WHAT IS EXPECTED -
Only the lines from the one containing "Reviewer note: see that each instance of the dormer" to the end of the entries should be written out, each exactly as it stands, both ends included.

SOURCE RECORDS -
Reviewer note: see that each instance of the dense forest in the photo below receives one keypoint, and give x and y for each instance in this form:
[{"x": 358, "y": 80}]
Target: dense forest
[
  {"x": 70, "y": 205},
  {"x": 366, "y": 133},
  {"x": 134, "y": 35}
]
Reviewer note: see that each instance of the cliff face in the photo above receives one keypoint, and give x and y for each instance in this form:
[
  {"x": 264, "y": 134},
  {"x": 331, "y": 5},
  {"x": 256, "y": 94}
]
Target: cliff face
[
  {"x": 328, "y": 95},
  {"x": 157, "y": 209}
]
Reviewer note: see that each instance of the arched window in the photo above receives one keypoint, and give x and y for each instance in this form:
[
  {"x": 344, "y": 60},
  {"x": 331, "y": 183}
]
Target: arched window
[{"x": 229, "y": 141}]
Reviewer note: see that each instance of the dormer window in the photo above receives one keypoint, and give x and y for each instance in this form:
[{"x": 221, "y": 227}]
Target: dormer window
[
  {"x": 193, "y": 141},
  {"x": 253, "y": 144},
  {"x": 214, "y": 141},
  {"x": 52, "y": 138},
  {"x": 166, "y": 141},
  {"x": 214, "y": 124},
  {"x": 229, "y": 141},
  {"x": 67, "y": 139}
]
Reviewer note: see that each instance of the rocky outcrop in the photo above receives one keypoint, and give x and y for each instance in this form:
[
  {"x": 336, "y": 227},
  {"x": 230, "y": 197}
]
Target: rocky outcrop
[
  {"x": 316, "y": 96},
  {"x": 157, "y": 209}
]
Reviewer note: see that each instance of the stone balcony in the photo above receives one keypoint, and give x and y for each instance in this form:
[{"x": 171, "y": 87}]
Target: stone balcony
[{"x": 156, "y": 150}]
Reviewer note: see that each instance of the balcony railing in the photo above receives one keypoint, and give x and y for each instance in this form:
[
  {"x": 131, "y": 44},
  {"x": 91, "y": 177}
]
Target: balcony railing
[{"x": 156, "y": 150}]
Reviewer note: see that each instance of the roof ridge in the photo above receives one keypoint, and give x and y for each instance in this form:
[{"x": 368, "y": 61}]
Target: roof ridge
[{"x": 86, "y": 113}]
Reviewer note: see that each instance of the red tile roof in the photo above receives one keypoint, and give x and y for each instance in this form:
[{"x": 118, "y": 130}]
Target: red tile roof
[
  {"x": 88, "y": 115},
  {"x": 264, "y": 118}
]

REPLY TO THE EXERCISE -
Reviewer note: see that each instance of the dormer window in the photo above receives one keypoint, and give x and y for each instance in this form:
[{"x": 221, "y": 227}]
Target: dormer window
[
  {"x": 193, "y": 141},
  {"x": 253, "y": 144},
  {"x": 214, "y": 141},
  {"x": 52, "y": 138},
  {"x": 166, "y": 141},
  {"x": 214, "y": 124},
  {"x": 229, "y": 141},
  {"x": 67, "y": 139}
]
Reviewer note: see that each instance of the rocky outcrop in the photo above receives one keypoint, and give x and y for each instance in this form:
[
  {"x": 336, "y": 227},
  {"x": 230, "y": 197}
]
Target: rocky outcrop
[
  {"x": 316, "y": 96},
  {"x": 157, "y": 209}
]
Reviewer note: see that each instance of the stone balcony in the photo above receives one keypoint, and give x and y for each instance in this form:
[{"x": 171, "y": 87}]
Target: stone balcony
[{"x": 156, "y": 150}]
Reviewer note: see that each instance of the balcony railing in the photo above receives one keypoint, and give x and y for each instance in this form:
[
  {"x": 131, "y": 44},
  {"x": 91, "y": 177}
]
Target: balcony railing
[{"x": 156, "y": 150}]
Reviewer note: see that each instance of the roof ridge in the photo above receives one keypoint, and give x and y for each instance in this form:
[{"x": 368, "y": 61}]
Target: roof ridge
[{"x": 86, "y": 113}]
Reviewer note: see that each instance of the red tile roof in the photo above receives one keypoint, and give x and y for each instance in this form:
[{"x": 118, "y": 130}]
Target: red tile roof
[
  {"x": 88, "y": 115},
  {"x": 264, "y": 118}
]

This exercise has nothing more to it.